§ RECORDS SHOWN:
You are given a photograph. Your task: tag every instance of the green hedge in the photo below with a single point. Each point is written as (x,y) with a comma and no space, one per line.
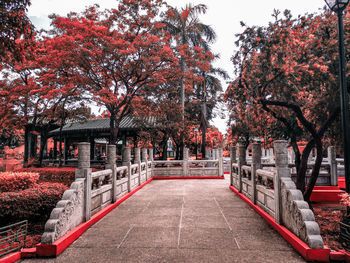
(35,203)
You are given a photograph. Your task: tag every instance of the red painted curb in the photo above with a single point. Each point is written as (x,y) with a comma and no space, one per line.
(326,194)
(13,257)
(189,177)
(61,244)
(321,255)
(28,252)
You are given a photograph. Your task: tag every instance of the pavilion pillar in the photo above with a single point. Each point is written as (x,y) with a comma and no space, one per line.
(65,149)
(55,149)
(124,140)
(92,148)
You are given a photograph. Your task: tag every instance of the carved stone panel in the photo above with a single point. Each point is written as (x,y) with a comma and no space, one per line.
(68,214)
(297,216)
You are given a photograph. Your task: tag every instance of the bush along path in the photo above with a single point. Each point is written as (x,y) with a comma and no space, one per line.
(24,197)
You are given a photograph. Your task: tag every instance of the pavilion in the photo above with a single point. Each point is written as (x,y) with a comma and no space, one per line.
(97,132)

* * *

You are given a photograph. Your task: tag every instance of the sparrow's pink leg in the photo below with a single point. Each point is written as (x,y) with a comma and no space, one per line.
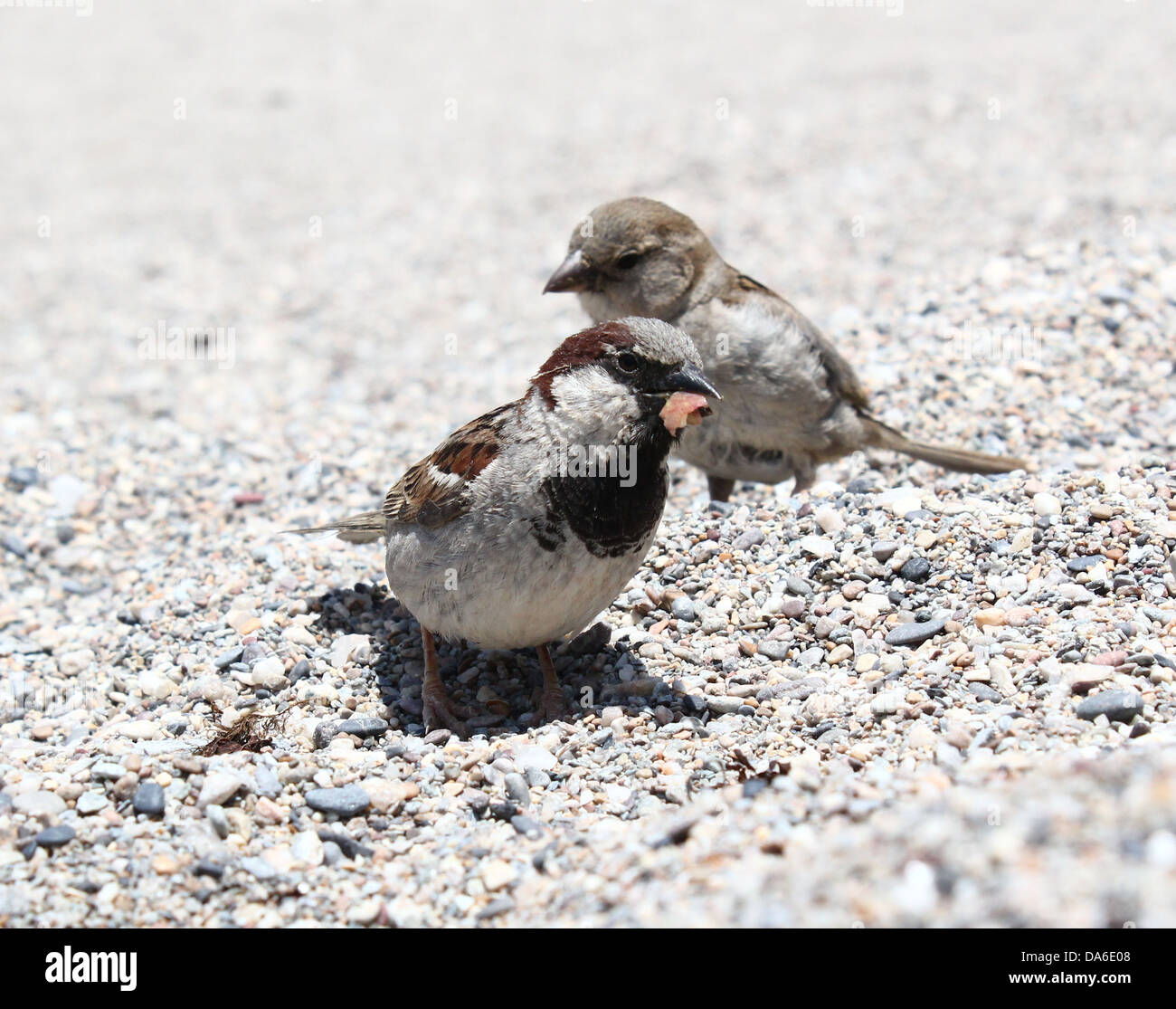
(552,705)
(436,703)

...

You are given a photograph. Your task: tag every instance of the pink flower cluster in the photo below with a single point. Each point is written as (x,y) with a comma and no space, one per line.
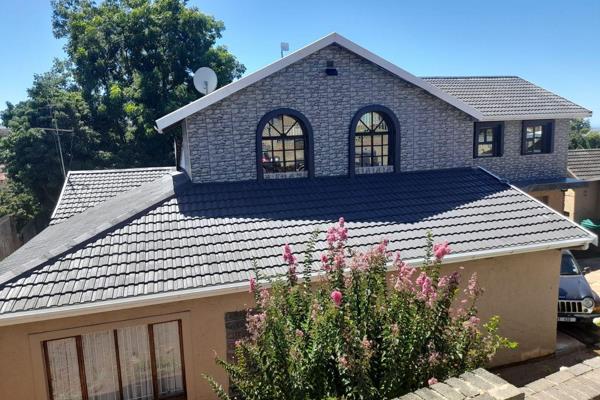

§ WRITTEN INSTRUCTION:
Gather every line of the records that contains the string "pink", matching case exactly, and copy each such line in full.

§ EXERCISE RESULT:
You are given a photograph. Your task: tag every instance of the sparrow's pink leg in the photo below with a single point. Each point is written as (x,y) with a comma and no space, one per line.
You are given a photograph. Your task: tag every instance of the pink flower cluster in the photo below with a single point. Each point is written as (x,y) with a comma and no space, one per line.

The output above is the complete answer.